GIVEN INSTRUCTION.
Copy the lines from the first one through the line containing "402 156 L 418" exactly as they stand, both ends included.

══════════════════════════════

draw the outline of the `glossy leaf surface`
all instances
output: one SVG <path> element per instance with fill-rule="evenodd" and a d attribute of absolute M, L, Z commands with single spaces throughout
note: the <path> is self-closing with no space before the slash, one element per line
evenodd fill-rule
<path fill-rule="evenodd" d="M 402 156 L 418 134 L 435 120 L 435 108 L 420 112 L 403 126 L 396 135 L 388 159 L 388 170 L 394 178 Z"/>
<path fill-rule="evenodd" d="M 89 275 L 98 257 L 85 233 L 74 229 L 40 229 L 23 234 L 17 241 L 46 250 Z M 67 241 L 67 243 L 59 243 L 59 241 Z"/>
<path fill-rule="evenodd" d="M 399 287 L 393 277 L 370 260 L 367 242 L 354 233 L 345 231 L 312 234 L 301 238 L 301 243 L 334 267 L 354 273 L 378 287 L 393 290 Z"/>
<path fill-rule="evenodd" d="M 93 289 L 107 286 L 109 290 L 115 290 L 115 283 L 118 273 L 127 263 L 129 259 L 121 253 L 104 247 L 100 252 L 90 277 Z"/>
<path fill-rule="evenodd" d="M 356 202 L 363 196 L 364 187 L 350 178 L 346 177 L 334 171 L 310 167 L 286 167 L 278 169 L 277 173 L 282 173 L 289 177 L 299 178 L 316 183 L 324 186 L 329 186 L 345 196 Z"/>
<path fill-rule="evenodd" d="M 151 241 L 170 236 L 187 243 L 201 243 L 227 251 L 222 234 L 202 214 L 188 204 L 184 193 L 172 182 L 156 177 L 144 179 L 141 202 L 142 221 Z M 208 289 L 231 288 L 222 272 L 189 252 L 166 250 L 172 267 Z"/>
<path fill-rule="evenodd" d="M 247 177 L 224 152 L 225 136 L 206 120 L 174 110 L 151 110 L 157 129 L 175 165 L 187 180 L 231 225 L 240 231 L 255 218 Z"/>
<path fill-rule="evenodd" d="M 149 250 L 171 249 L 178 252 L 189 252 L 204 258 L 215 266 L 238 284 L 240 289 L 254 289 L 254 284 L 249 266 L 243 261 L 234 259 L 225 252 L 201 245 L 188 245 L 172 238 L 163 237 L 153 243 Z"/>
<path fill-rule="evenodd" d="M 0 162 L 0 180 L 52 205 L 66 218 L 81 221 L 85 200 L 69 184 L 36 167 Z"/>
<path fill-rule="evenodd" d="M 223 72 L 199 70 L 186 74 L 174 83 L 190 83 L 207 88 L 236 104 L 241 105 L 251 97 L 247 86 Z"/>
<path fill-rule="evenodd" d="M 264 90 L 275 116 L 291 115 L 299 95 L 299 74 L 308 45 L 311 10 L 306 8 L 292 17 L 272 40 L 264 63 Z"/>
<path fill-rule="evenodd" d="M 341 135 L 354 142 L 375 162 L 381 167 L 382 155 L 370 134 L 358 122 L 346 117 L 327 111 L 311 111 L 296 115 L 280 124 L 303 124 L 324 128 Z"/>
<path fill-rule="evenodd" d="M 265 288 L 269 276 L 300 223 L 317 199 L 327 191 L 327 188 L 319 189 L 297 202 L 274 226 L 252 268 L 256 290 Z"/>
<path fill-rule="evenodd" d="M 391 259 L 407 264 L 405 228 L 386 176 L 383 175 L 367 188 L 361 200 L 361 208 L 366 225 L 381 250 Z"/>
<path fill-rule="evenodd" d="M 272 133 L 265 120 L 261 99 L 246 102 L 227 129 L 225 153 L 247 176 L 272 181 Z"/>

══════════════════════════════

SOLVED EXERCISE.
draw the outline of the `glossy leaf surface`
all instances
output: one SVG <path> element per instance with fill-rule="evenodd" and a d attribute of absolute M, L, Z commands with single spaces throughout
note: the <path> is self-closing with no space before the slash, one element per line
evenodd fill-rule
<path fill-rule="evenodd" d="M 402 156 L 418 134 L 435 120 L 435 108 L 420 112 L 403 126 L 396 135 L 388 159 L 388 170 L 394 178 Z"/>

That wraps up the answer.